#### What the task requires:
Gather every line of the items below that contains the word "yellow", and treat uppercase and lowercase as different.
↓
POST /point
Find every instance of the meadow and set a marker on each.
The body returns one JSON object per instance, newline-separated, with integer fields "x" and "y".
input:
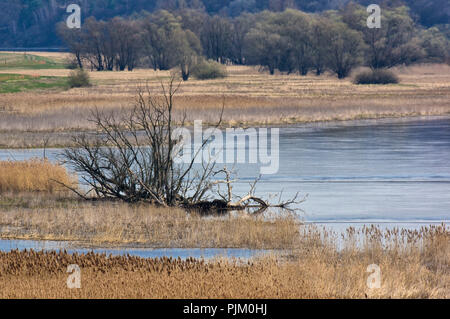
{"x": 251, "y": 98}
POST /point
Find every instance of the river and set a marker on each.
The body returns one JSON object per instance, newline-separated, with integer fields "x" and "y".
{"x": 389, "y": 172}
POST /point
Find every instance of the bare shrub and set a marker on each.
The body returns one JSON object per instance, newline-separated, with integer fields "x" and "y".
{"x": 379, "y": 76}
{"x": 79, "y": 78}
{"x": 208, "y": 70}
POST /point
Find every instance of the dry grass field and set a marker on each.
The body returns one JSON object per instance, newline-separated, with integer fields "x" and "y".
{"x": 54, "y": 218}
{"x": 251, "y": 97}
{"x": 412, "y": 264}
{"x": 34, "y": 175}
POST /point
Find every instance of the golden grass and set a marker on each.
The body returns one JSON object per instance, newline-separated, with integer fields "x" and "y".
{"x": 34, "y": 175}
{"x": 316, "y": 270}
{"x": 252, "y": 98}
{"x": 144, "y": 225}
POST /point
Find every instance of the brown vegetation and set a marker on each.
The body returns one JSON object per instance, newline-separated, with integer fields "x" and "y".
{"x": 43, "y": 218}
{"x": 252, "y": 98}
{"x": 413, "y": 265}
{"x": 33, "y": 175}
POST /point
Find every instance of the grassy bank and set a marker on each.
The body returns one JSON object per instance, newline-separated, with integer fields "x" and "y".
{"x": 44, "y": 217}
{"x": 252, "y": 98}
{"x": 33, "y": 61}
{"x": 417, "y": 267}
{"x": 35, "y": 175}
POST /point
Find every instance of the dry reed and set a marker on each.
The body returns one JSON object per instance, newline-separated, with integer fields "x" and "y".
{"x": 315, "y": 270}
{"x": 144, "y": 225}
{"x": 33, "y": 175}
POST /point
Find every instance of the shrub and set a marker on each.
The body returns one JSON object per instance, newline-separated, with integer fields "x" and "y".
{"x": 209, "y": 70}
{"x": 79, "y": 78}
{"x": 376, "y": 77}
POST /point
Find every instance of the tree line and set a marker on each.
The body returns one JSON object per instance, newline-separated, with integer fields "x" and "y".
{"x": 289, "y": 41}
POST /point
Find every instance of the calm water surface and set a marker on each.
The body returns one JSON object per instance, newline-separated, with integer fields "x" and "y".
{"x": 387, "y": 172}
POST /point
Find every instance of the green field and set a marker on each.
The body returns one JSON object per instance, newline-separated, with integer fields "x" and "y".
{"x": 13, "y": 83}
{"x": 29, "y": 62}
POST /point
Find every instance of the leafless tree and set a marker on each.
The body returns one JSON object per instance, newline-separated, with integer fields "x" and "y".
{"x": 132, "y": 158}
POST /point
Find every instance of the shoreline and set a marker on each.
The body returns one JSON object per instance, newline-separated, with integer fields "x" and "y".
{"x": 370, "y": 121}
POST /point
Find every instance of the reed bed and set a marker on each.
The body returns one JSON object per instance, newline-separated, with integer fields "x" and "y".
{"x": 315, "y": 270}
{"x": 35, "y": 175}
{"x": 252, "y": 98}
{"x": 143, "y": 225}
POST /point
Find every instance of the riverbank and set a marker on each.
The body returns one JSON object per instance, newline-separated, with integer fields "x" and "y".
{"x": 52, "y": 217}
{"x": 251, "y": 99}
{"x": 415, "y": 267}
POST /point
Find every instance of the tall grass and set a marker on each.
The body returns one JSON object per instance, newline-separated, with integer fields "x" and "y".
{"x": 316, "y": 270}
{"x": 118, "y": 223}
{"x": 34, "y": 175}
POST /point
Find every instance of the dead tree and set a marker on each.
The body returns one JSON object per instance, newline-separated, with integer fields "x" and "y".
{"x": 131, "y": 158}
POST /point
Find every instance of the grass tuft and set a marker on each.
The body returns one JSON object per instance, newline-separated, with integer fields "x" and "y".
{"x": 33, "y": 176}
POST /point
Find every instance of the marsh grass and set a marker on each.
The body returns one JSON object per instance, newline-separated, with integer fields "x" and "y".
{"x": 34, "y": 175}
{"x": 13, "y": 83}
{"x": 9, "y": 60}
{"x": 40, "y": 218}
{"x": 251, "y": 98}
{"x": 418, "y": 268}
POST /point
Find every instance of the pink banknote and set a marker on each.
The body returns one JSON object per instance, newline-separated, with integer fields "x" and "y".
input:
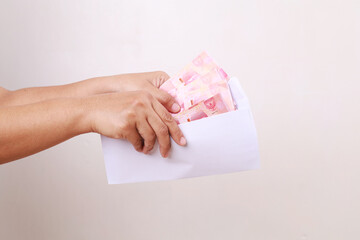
{"x": 200, "y": 66}
{"x": 199, "y": 85}
{"x": 209, "y": 107}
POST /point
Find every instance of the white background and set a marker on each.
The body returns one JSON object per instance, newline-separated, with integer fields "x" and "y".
{"x": 298, "y": 62}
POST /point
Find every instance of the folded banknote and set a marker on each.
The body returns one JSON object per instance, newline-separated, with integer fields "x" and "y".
{"x": 201, "y": 89}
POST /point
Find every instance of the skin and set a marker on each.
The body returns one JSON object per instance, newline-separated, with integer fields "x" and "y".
{"x": 127, "y": 106}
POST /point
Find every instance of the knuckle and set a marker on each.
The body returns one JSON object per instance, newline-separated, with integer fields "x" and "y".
{"x": 130, "y": 114}
{"x": 163, "y": 130}
{"x": 162, "y": 76}
{"x": 166, "y": 97}
{"x": 167, "y": 117}
{"x": 138, "y": 143}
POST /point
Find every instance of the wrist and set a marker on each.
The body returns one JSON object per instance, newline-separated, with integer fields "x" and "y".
{"x": 81, "y": 114}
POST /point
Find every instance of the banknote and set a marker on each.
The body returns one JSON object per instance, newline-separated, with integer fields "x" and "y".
{"x": 197, "y": 86}
{"x": 204, "y": 87}
{"x": 201, "y": 65}
{"x": 209, "y": 107}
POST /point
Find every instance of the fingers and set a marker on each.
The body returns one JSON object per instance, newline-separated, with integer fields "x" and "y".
{"x": 136, "y": 140}
{"x": 169, "y": 121}
{"x": 159, "y": 78}
{"x": 147, "y": 133}
{"x": 165, "y": 99}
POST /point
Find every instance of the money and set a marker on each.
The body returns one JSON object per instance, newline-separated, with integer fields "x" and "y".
{"x": 201, "y": 65}
{"x": 209, "y": 107}
{"x": 205, "y": 87}
{"x": 201, "y": 89}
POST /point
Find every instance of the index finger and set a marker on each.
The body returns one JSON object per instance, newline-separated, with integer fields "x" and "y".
{"x": 174, "y": 129}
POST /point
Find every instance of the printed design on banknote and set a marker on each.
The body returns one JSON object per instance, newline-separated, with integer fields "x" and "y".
{"x": 201, "y": 88}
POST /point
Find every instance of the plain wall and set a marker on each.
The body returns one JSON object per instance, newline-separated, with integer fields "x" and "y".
{"x": 298, "y": 62}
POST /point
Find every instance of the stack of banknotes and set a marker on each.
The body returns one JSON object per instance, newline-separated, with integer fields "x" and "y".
{"x": 201, "y": 89}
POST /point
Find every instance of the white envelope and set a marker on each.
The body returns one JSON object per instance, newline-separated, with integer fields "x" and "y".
{"x": 219, "y": 144}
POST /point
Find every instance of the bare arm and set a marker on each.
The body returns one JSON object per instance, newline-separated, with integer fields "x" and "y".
{"x": 135, "y": 116}
{"x": 28, "y": 129}
{"x": 150, "y": 81}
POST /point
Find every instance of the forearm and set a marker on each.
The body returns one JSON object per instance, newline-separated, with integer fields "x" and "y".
{"x": 28, "y": 129}
{"x": 37, "y": 94}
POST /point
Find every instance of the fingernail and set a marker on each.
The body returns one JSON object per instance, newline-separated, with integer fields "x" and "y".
{"x": 175, "y": 107}
{"x": 182, "y": 141}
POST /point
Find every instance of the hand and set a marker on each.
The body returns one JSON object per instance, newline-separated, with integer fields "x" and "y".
{"x": 135, "y": 116}
{"x": 150, "y": 82}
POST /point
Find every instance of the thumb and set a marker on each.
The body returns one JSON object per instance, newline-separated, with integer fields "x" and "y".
{"x": 159, "y": 78}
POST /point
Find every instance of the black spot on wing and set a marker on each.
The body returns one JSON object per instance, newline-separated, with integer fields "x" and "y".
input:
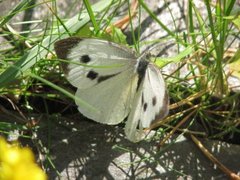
{"x": 142, "y": 98}
{"x": 103, "y": 78}
{"x": 85, "y": 59}
{"x": 164, "y": 110}
{"x": 154, "y": 100}
{"x": 145, "y": 107}
{"x": 92, "y": 75}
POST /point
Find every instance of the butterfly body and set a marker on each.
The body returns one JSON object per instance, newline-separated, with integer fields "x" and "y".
{"x": 116, "y": 82}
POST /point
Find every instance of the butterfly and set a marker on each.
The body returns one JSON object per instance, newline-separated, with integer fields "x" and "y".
{"x": 116, "y": 82}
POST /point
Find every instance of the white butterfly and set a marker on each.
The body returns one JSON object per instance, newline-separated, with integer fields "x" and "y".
{"x": 117, "y": 83}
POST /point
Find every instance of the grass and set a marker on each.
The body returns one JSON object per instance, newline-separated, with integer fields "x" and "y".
{"x": 201, "y": 96}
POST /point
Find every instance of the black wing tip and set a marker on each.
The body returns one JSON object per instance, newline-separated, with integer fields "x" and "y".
{"x": 63, "y": 46}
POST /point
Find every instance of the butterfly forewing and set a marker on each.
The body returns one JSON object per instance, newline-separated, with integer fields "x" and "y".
{"x": 93, "y": 60}
{"x": 104, "y": 73}
{"x": 150, "y": 103}
{"x": 110, "y": 78}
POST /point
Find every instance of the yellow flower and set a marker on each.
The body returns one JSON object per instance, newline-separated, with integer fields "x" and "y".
{"x": 18, "y": 163}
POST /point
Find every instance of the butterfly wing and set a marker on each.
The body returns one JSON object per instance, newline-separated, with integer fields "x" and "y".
{"x": 93, "y": 60}
{"x": 103, "y": 73}
{"x": 150, "y": 103}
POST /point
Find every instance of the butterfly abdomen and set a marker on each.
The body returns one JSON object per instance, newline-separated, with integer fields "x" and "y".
{"x": 141, "y": 70}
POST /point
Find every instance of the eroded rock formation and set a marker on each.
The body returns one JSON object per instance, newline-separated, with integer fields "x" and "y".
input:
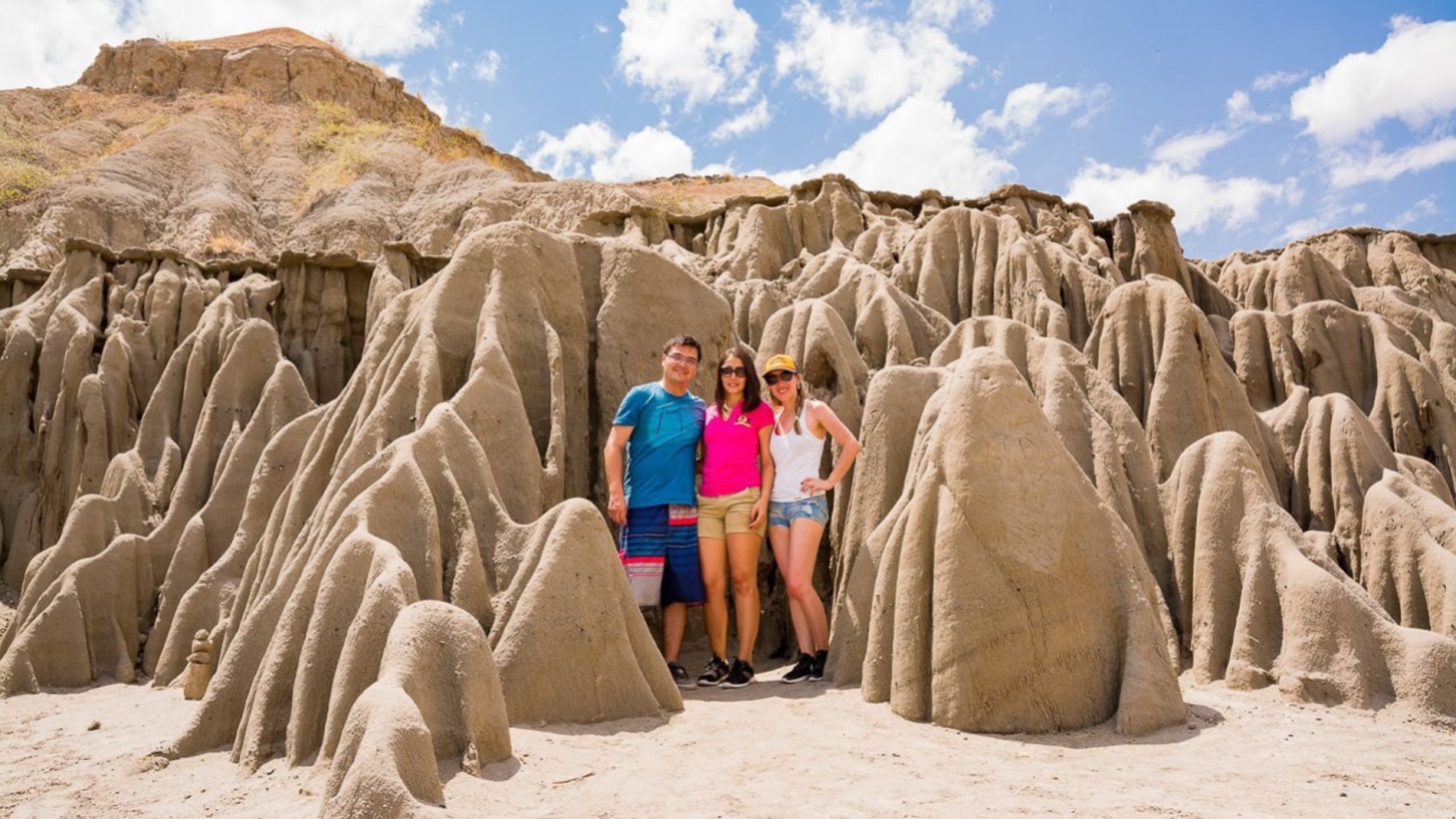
{"x": 335, "y": 398}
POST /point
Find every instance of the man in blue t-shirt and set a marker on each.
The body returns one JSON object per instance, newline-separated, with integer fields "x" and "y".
{"x": 654, "y": 500}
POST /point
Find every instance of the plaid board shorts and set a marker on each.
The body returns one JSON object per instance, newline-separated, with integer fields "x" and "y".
{"x": 660, "y": 555}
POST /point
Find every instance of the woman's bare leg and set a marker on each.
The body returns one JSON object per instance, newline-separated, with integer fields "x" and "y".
{"x": 779, "y": 540}
{"x": 802, "y": 550}
{"x": 711, "y": 556}
{"x": 743, "y": 565}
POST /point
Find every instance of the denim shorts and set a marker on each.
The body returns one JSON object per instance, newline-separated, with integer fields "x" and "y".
{"x": 815, "y": 508}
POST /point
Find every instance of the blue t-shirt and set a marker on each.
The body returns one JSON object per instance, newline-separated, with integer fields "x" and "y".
{"x": 663, "y": 450}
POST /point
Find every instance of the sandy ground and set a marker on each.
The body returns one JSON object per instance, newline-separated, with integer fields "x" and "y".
{"x": 773, "y": 749}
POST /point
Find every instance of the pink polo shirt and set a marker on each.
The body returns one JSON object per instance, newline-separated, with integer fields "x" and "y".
{"x": 731, "y": 448}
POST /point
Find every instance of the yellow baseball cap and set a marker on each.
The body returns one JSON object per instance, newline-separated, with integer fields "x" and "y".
{"x": 779, "y": 362}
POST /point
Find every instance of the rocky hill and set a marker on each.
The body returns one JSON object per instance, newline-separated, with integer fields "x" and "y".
{"x": 293, "y": 367}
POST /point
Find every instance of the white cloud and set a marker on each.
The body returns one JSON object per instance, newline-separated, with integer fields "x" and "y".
{"x": 1349, "y": 169}
{"x": 1412, "y": 77}
{"x": 1028, "y": 103}
{"x": 1185, "y": 152}
{"x": 944, "y": 12}
{"x": 1333, "y": 213}
{"x": 1418, "y": 211}
{"x": 53, "y": 43}
{"x": 695, "y": 50}
{"x": 753, "y": 120}
{"x": 569, "y": 155}
{"x": 436, "y": 100}
{"x": 592, "y": 149}
{"x": 1277, "y": 79}
{"x": 1200, "y": 201}
{"x": 919, "y": 144}
{"x": 644, "y": 155}
{"x": 862, "y": 66}
{"x": 488, "y": 66}
{"x": 50, "y": 44}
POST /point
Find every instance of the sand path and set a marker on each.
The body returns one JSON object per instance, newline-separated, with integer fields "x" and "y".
{"x": 773, "y": 749}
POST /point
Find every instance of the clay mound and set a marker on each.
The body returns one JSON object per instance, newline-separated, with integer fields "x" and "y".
{"x": 888, "y": 326}
{"x": 1408, "y": 555}
{"x": 1161, "y": 354}
{"x": 1331, "y": 348}
{"x": 1094, "y": 424}
{"x": 437, "y": 699}
{"x": 87, "y": 603}
{"x": 970, "y": 262}
{"x": 1267, "y": 607}
{"x": 1088, "y": 640}
{"x": 380, "y": 514}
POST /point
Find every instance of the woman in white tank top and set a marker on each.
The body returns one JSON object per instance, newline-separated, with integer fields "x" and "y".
{"x": 799, "y": 506}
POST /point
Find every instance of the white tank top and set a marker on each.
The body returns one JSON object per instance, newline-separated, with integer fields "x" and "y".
{"x": 797, "y": 456}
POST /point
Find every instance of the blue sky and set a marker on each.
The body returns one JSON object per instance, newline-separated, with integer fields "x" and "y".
{"x": 1258, "y": 123}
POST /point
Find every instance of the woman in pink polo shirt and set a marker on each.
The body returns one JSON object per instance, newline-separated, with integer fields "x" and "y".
{"x": 733, "y": 509}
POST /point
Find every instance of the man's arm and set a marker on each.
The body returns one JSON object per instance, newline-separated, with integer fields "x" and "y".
{"x": 615, "y": 456}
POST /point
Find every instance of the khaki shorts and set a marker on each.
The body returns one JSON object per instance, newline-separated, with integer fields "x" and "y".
{"x": 728, "y": 514}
↑
#### Output of the exercise:
Find every instance of the yellow flower and set a marker on each.
Find every instance of the yellow baseball cap and set a marker on each.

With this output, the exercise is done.